Your assignment: For the data below, give the number of lines that include the word "work" and nothing else.

=== Task data ===

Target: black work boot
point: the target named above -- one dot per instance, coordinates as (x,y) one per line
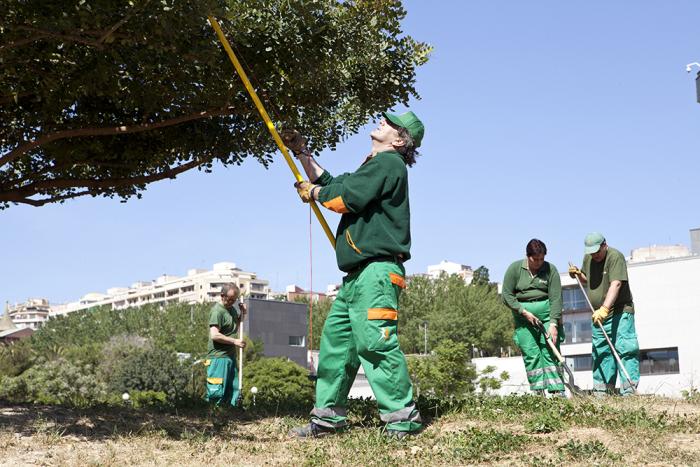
(312,430)
(396,434)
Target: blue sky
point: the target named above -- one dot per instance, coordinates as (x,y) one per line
(543,119)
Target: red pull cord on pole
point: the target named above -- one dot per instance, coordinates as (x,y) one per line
(312,367)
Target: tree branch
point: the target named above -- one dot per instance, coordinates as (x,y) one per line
(65,37)
(53,199)
(21,42)
(108,131)
(96,187)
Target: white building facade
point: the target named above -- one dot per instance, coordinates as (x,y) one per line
(198,286)
(30,314)
(448,267)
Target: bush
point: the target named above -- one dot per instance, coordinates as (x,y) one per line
(56,382)
(117,350)
(281,385)
(15,358)
(152,370)
(447,373)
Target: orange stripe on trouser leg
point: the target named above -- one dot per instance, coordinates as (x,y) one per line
(382,313)
(336,204)
(397,280)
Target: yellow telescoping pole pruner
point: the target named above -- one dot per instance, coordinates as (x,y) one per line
(268,122)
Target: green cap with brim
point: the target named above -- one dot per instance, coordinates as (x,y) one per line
(410,122)
(593,241)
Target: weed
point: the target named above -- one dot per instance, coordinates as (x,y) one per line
(544,423)
(478,445)
(589,451)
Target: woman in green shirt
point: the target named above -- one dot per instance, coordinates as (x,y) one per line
(532,290)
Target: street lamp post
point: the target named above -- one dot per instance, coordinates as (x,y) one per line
(688,68)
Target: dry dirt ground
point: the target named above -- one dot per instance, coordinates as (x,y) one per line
(37,435)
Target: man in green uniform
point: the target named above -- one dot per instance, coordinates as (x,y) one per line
(604,273)
(222,370)
(372,242)
(532,290)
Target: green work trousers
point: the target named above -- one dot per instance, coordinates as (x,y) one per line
(361,329)
(222,381)
(622,334)
(540,363)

===

Finished task: 2